Source:
JB: I worked out of Los Angeles with Earl Grant at Club Big Al on Figueroa near Columbus for about a year and a half. After they closed that club, I came back home to Houston and started gigging around town anywhere they wanted me. Everywhere I played it is because they wanted me. That is how it has gone. Every gig I ever had is because they called me.
DM: Let’s talk about the scene in Houston back in those days. I know the city has a very rich musical heritage that is often overlooked. What were some the nightclubs you worked?
JB: There was Shady’s Play House, The El Dorado Ballroom, The Swan, Club Ebony, The Whispering Pines, The Double Bar Ranch...there was all kinds of clubs back in the day.
Back when I was nine years old, I sang at a place called Club Matinee with Nat King Cole. That was over in the Fifth Ward.
DM: I’m sure that all these clubs had certain elements that were unique, but was there a common feature to all these places?
JB: Yes, they all had big dance floors. It was about the dancers.
DM: There were so many great musicians in Houston in those days.
JB: You got that right. I was very fortunate that I got to work with some of the best. Don Wilkerson and Arnett Cobb were two great sax players for instance. Like you said, there were just so many.
DM: Let’s talk about Clarence...
JB: ...Clarence! Clarence Hollimon was one of the best young guitar players I run upon. We jelled like nobody’s business. We first met when we were twelve years old at the Swan Ballroom at the corner of Edison and Elgin. It was an upstairs joint that had a ballroom. We had a chance do some things together and I enjoyed every minute of it. When we worked together it was like we had worked together for always. He had the biggest ears and I’m all about the ears. You couldn’t lose Clarence. Where ever you went musically, there he was. He was that good.
DM: I just love his stuff. I mean listen to that stuff he did with Bobby Bland back in the 50’s. You can’t beat it. Why he isn’t a household name, I’ll never know.

Prompt 1: Repeat everything in the interview above from "JB: I worked" down to "in the day.", without changing a character.

Records for the task:

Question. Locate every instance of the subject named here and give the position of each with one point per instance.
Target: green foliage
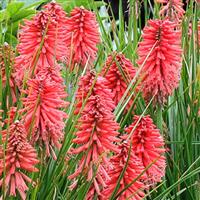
(178, 119)
(10, 18)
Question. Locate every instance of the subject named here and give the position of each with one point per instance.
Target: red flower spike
(86, 86)
(19, 155)
(119, 72)
(133, 170)
(43, 118)
(47, 28)
(96, 133)
(82, 36)
(161, 69)
(148, 145)
(172, 9)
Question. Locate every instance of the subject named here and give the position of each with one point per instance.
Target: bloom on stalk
(119, 72)
(19, 155)
(43, 118)
(7, 56)
(148, 146)
(133, 170)
(172, 9)
(160, 59)
(41, 41)
(96, 134)
(82, 36)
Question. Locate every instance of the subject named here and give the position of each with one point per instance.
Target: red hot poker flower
(86, 87)
(43, 119)
(119, 72)
(96, 133)
(19, 155)
(83, 36)
(148, 145)
(173, 9)
(41, 36)
(133, 170)
(161, 69)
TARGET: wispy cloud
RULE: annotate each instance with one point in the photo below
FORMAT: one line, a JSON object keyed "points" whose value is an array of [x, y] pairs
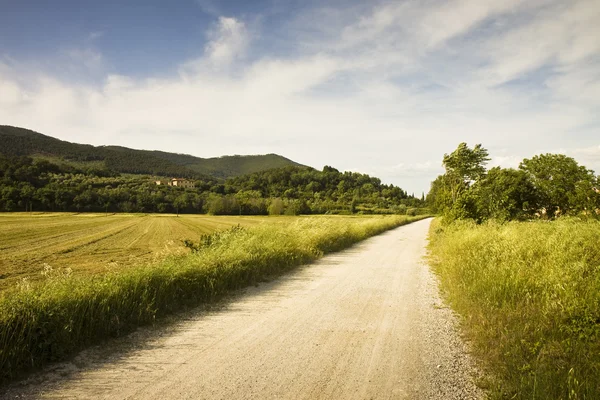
{"points": [[385, 88]]}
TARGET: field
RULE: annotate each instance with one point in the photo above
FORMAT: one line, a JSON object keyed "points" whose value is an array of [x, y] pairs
{"points": [[96, 243], [529, 295], [49, 319]]}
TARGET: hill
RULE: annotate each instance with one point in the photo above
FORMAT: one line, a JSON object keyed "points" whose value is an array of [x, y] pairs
{"points": [[24, 142]]}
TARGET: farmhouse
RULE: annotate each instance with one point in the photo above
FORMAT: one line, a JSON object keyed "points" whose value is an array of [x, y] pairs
{"points": [[179, 182]]}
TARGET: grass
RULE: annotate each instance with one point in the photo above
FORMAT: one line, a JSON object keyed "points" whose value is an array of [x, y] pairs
{"points": [[47, 321], [96, 243], [529, 295]]}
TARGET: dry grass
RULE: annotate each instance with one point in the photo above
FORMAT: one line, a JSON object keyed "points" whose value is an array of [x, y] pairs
{"points": [[529, 293], [48, 320], [97, 243]]}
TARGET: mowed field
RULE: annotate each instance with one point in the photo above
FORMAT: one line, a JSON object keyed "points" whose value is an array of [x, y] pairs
{"points": [[96, 243]]}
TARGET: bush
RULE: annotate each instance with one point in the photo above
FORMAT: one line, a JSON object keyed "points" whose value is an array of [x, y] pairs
{"points": [[529, 294]]}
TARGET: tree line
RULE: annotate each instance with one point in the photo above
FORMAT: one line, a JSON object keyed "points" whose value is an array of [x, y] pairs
{"points": [[546, 185], [28, 184]]}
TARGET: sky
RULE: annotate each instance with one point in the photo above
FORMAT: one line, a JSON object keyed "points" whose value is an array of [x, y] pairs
{"points": [[378, 87]]}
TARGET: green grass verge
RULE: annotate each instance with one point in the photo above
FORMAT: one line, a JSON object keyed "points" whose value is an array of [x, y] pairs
{"points": [[529, 295], [46, 322]]}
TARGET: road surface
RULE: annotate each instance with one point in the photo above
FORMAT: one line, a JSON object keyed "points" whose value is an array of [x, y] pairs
{"points": [[366, 323]]}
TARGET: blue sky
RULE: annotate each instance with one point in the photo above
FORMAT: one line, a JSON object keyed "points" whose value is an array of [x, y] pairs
{"points": [[379, 87]]}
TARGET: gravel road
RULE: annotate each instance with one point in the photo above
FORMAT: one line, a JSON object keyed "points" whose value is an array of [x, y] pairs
{"points": [[366, 323]]}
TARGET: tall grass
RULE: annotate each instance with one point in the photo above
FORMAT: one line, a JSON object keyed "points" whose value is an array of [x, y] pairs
{"points": [[529, 293], [46, 322]]}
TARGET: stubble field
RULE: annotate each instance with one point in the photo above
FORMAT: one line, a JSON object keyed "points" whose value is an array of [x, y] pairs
{"points": [[97, 243]]}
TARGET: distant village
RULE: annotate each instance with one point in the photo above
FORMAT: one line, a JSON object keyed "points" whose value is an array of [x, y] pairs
{"points": [[179, 182]]}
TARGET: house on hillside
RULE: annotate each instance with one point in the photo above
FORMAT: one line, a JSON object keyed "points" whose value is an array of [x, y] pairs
{"points": [[180, 182]]}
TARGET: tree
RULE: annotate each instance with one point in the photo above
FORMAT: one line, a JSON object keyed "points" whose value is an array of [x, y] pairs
{"points": [[276, 207], [504, 194], [560, 181], [449, 193], [180, 202]]}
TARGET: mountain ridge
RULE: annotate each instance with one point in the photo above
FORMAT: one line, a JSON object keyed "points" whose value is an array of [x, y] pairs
{"points": [[17, 141]]}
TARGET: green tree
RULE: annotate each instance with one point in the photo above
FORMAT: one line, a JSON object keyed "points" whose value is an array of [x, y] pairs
{"points": [[464, 166], [504, 194], [560, 181]]}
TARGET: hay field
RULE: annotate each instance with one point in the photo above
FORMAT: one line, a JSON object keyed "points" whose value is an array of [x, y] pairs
{"points": [[96, 243]]}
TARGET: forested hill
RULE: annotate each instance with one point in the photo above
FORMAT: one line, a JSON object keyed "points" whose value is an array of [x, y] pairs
{"points": [[16, 141]]}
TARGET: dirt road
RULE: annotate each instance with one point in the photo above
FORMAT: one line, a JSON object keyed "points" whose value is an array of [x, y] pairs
{"points": [[366, 323]]}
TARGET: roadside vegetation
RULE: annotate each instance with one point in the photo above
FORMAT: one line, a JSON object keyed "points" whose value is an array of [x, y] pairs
{"points": [[518, 256], [529, 297], [46, 321]]}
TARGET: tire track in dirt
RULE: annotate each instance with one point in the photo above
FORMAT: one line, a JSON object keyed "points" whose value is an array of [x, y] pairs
{"points": [[366, 323]]}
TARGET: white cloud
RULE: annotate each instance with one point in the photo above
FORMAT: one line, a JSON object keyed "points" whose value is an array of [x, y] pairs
{"points": [[385, 91], [228, 42]]}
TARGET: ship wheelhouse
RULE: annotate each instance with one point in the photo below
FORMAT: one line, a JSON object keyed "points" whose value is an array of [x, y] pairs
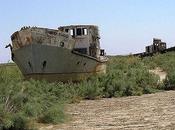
{"points": [[86, 39]]}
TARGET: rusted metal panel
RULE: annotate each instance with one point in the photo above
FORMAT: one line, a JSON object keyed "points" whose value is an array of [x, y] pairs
{"points": [[43, 53]]}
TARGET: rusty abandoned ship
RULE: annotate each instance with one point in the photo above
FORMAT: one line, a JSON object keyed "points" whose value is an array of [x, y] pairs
{"points": [[67, 53]]}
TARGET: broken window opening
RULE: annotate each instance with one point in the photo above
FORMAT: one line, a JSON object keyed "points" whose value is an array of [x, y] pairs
{"points": [[66, 30], [72, 32], [79, 32], [84, 31]]}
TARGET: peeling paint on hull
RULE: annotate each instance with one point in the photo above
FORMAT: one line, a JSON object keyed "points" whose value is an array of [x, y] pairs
{"points": [[55, 63]]}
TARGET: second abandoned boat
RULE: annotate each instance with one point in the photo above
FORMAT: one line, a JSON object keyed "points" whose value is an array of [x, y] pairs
{"points": [[68, 53]]}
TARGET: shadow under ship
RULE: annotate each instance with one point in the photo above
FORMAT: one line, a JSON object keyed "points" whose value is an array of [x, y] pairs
{"points": [[69, 53]]}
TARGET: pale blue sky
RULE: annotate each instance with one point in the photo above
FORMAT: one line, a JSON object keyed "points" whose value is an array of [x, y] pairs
{"points": [[126, 26]]}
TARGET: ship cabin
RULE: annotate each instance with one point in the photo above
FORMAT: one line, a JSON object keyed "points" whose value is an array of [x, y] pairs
{"points": [[86, 39], [157, 46]]}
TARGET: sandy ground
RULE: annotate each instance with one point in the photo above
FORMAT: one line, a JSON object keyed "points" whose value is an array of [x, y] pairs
{"points": [[153, 111]]}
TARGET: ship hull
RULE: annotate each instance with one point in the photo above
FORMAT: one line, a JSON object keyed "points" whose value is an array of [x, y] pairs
{"points": [[53, 63]]}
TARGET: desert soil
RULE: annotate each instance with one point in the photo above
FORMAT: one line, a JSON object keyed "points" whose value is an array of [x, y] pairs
{"points": [[153, 111]]}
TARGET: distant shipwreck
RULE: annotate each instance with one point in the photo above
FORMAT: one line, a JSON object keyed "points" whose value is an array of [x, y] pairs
{"points": [[69, 53]]}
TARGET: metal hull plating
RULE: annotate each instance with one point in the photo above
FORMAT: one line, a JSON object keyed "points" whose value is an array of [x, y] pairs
{"points": [[55, 63]]}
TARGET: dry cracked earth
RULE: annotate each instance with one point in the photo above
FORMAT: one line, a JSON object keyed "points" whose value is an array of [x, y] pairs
{"points": [[153, 111]]}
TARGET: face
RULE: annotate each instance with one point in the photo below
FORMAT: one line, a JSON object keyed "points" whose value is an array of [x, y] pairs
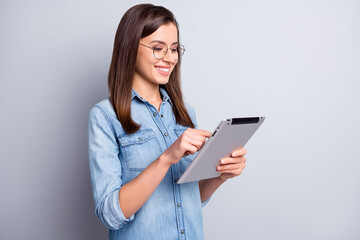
{"points": [[148, 69]]}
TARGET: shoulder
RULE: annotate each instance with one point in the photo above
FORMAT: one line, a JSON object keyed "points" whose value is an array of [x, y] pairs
{"points": [[102, 114], [104, 107]]}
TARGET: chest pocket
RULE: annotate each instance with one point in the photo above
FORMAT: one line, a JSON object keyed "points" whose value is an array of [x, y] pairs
{"points": [[178, 131], [139, 149]]}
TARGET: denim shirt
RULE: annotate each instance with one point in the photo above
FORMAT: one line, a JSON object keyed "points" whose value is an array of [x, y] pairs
{"points": [[173, 211]]}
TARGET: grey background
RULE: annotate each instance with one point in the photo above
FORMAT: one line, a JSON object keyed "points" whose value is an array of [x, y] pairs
{"points": [[296, 62]]}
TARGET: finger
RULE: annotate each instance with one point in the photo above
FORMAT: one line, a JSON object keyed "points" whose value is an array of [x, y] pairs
{"points": [[239, 152], [231, 167], [232, 160], [203, 132], [190, 149], [233, 172]]}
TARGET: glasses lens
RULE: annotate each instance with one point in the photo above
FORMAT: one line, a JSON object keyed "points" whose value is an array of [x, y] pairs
{"points": [[181, 50], [160, 50]]}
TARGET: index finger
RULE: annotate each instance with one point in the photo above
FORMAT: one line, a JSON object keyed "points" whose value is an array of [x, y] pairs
{"points": [[203, 132]]}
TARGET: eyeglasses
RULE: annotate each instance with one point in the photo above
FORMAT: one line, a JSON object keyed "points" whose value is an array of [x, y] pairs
{"points": [[160, 50]]}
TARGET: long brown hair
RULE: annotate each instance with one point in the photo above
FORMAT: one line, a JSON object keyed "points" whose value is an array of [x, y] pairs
{"points": [[138, 22]]}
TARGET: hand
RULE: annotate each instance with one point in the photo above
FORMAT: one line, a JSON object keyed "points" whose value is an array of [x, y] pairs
{"points": [[232, 166], [189, 142]]}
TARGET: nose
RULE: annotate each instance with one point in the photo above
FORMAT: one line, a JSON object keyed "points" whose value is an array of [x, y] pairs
{"points": [[170, 57]]}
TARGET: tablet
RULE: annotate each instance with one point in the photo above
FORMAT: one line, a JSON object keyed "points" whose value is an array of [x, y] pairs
{"points": [[229, 135]]}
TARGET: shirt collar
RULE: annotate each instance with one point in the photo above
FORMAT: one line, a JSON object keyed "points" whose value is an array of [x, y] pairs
{"points": [[163, 93]]}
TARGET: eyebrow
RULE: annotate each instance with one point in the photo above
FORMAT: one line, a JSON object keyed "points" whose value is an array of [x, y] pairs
{"points": [[158, 41]]}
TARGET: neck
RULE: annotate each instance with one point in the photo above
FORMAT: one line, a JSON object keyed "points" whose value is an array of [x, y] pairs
{"points": [[149, 91]]}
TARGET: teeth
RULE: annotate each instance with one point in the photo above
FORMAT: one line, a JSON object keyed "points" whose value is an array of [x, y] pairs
{"points": [[163, 69]]}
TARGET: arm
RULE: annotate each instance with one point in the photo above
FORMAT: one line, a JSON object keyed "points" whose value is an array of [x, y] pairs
{"points": [[134, 194]]}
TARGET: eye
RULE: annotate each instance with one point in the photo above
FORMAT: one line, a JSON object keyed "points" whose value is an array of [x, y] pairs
{"points": [[159, 48]]}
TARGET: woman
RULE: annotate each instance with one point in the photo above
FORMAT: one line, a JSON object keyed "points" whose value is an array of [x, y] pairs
{"points": [[143, 137]]}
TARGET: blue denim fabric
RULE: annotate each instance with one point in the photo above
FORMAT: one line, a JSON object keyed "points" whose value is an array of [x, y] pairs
{"points": [[174, 210]]}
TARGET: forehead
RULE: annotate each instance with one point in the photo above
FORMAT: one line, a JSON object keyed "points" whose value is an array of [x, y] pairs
{"points": [[166, 33]]}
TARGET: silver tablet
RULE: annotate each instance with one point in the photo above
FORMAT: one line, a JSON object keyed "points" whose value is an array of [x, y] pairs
{"points": [[229, 135]]}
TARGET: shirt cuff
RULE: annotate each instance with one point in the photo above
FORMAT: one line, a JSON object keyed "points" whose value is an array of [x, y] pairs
{"points": [[113, 217], [203, 204]]}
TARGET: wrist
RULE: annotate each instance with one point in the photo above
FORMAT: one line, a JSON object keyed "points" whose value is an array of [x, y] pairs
{"points": [[164, 160]]}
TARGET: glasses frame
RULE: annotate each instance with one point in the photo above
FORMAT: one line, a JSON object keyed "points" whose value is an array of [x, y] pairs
{"points": [[180, 54]]}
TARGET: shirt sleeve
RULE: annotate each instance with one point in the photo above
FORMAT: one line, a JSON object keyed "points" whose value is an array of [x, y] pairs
{"points": [[105, 170], [192, 115]]}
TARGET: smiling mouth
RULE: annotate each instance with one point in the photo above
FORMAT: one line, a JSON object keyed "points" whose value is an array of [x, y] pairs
{"points": [[163, 70]]}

Prompt 2: Count the lines of the records that contain the string "cloud", treating case as significant. Reply with the number alone.

Complete output 1:
JB: I worked out of Los Angeles with Earl Grant at Club Big Al on Figueroa near Columbus for about a year and a half. After they closed that club, I came back home to Houston and started gigging around town anywhere they wanted me. Everywhere I played it is because they wanted me. That is how it has gone. Every gig I ever had is because they called me.
DM: Let’s talk about the scene in Houston back in those days. I know the city has a very rich musical heritage that is often overlooked. What were some the nightclubs you worked?
JB: There was Shady’s Play House, The El Dorado Ballroom, The Swan, Club Ebony, The Whispering Pines, The Double Bar Ranch...there was all kinds of clubs back in the day.

Complete output 2: 2